> _Point annotation records_
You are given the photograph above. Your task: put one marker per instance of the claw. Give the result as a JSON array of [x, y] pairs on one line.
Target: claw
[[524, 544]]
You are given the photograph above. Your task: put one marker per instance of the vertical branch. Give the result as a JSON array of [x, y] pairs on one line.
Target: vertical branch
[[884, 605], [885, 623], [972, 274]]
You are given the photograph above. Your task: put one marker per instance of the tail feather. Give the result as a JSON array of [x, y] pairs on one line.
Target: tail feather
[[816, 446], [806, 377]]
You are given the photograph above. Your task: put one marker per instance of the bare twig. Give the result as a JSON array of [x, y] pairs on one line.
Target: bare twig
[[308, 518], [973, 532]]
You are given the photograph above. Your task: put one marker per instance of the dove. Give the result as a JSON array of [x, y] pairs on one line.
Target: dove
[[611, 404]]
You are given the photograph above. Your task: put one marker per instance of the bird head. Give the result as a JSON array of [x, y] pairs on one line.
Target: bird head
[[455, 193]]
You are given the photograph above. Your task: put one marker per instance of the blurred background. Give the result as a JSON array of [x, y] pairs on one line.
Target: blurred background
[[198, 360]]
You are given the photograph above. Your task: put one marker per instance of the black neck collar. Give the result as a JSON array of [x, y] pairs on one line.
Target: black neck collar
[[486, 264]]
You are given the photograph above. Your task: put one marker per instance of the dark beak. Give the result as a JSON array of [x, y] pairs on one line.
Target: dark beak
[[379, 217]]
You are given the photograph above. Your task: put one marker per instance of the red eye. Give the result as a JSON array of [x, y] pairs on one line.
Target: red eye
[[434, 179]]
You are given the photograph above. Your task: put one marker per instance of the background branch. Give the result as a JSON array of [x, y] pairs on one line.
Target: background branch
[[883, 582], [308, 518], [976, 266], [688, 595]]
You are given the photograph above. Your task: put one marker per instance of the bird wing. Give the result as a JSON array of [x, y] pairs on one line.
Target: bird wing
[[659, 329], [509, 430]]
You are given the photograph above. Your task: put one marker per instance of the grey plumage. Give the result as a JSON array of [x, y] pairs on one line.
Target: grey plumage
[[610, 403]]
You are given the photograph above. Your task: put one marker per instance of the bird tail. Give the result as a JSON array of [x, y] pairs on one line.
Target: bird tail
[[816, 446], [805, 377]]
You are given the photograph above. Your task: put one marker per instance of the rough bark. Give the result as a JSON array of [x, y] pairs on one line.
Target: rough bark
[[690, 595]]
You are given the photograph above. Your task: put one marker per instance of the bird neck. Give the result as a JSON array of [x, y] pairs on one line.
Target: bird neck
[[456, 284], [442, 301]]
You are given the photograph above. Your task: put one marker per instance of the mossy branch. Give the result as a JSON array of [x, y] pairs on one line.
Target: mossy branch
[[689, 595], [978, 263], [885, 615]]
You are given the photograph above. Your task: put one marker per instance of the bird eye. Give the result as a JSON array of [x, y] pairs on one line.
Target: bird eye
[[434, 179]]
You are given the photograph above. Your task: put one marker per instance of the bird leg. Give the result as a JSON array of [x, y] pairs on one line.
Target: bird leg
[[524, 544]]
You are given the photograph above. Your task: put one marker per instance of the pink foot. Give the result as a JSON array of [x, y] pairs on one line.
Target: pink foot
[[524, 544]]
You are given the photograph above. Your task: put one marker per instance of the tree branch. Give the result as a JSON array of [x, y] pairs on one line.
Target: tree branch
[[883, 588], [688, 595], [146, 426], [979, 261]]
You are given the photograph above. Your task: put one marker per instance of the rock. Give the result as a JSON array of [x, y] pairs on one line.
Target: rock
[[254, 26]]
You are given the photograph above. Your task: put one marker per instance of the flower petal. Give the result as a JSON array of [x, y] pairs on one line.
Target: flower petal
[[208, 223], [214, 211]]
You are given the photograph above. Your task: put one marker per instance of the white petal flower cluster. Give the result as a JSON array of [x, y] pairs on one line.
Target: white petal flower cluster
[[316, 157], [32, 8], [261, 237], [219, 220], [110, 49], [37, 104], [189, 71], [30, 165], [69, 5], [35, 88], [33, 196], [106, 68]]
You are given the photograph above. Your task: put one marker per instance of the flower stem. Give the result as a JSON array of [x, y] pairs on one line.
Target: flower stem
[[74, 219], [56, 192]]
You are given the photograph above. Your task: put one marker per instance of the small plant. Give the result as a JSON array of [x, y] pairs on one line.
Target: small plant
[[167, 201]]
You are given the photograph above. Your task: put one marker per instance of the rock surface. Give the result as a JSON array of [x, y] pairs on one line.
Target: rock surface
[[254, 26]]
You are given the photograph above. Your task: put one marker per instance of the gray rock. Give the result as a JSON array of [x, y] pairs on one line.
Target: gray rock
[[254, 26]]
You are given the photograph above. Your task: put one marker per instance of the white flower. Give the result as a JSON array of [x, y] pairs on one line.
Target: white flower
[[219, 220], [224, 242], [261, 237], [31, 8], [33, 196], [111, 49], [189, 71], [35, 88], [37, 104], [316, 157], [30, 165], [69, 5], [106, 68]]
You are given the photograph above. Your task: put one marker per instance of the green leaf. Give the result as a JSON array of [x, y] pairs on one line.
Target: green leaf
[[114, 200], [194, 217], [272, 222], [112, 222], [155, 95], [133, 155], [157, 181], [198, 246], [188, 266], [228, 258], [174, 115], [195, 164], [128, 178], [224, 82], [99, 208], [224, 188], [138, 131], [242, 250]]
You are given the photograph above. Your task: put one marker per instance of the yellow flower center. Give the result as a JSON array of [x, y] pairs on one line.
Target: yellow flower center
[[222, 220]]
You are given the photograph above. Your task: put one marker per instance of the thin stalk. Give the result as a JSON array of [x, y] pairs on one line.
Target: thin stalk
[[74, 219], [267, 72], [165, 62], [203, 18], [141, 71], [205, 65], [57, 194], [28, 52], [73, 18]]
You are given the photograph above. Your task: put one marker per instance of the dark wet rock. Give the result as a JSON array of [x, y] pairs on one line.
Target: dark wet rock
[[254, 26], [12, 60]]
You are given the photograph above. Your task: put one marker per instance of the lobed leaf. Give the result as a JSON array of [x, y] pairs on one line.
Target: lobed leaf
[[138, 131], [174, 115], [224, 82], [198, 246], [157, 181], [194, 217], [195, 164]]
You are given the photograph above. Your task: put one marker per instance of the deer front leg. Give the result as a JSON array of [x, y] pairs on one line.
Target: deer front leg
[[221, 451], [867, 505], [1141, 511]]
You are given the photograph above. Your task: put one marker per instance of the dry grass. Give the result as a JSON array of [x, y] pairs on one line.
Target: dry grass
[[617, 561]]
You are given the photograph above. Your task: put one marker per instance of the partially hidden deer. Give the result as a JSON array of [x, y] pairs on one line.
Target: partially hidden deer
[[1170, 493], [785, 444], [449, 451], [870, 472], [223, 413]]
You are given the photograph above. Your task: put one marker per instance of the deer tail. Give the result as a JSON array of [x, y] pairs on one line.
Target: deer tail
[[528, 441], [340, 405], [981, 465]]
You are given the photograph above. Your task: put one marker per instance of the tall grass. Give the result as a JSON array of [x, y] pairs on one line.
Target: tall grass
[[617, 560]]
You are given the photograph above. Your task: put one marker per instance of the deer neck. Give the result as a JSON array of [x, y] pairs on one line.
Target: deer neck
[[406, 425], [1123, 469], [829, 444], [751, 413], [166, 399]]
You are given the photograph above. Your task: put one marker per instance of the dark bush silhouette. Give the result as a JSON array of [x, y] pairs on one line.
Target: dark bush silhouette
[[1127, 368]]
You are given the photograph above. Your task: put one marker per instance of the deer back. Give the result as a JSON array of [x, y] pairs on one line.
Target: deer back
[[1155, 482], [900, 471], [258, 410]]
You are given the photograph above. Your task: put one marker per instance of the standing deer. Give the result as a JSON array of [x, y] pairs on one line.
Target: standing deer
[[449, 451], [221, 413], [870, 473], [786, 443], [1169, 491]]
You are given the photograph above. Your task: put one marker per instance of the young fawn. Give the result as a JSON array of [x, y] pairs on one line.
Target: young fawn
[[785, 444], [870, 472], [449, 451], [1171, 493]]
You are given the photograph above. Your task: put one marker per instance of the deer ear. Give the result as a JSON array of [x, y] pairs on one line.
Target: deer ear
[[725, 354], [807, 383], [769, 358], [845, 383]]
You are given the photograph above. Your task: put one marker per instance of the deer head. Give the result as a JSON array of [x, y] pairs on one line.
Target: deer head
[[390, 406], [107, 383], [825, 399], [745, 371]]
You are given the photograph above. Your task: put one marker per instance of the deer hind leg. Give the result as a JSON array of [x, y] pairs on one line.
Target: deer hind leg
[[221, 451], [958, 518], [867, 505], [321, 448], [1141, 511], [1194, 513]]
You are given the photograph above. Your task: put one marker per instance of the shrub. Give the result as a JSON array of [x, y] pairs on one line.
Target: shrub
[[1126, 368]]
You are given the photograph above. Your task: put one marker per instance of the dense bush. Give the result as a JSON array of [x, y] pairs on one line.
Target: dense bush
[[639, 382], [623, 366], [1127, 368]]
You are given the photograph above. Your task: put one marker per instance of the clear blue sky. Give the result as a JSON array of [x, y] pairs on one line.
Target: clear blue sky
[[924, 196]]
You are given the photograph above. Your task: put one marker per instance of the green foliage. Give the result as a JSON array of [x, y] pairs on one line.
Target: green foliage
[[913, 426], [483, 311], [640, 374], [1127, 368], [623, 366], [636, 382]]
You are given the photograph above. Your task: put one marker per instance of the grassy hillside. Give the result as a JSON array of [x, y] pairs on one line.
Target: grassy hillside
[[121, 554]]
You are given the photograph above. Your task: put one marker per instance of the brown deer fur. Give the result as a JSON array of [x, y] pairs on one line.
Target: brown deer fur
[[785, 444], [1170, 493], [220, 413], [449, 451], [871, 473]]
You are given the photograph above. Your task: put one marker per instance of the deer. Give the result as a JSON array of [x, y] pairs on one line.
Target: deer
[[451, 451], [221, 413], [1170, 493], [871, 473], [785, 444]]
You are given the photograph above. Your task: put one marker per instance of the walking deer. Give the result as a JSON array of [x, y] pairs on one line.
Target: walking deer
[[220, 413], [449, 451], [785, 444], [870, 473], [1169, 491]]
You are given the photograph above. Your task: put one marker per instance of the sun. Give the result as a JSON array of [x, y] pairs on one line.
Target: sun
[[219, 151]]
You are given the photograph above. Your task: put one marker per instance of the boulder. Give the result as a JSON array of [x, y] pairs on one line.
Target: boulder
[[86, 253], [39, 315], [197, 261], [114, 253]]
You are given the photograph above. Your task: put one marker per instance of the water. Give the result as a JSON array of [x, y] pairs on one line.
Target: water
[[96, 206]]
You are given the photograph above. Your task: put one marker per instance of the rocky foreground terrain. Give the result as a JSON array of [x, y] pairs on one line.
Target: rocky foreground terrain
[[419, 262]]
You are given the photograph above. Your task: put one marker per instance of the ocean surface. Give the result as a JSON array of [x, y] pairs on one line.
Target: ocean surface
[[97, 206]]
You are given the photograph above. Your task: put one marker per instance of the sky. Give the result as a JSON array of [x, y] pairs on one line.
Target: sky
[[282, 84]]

> _TASK PROMPT_
Format the records as a two-column CSV with columns named "prompt" and "points", one row per record. Put each record's text and its answer in one quoted field each, replace line breaks with spaces, and cover only the records starting at the line containing "of the partially" and ending at the line containing "[[1127, 368]]".

> _TASK SOLUTION_
prompt,points
"You are given the photograph above. Your task: put one marker per instance of the partially hidden deer. Give the result as a JSON array of [x, y] pairs on one line. Target: partially hidden deer","[[1170, 493], [785, 444], [449, 451], [870, 472], [223, 413]]"
"You are given the photograph above. Your task: put one marker per instance of the deer tail. Give the result as a JSON array of [x, y] pairs on one line. Target: deer tail","[[528, 441], [340, 405], [981, 465]]"
"You are given the photograph above. Your task: put one marker per instance of the tall grass. Give the result as a JSON array of [x, y] pairs on one line. Target: tall grass","[[617, 560]]"
"You are given the photograph above. Your task: put one marker per instance of the deer neck. Give the result as a JSON array of [x, y] pairs on one line. Target: deer neck","[[406, 425], [1123, 469], [829, 444], [751, 413], [166, 399]]"
"You are given the photograph above. Your task: put one marker per instance of the dark bush silhouette. Give the result as a JSON array of [x, y] pairs on one line. Target: dark bush silhouette","[[1127, 368]]"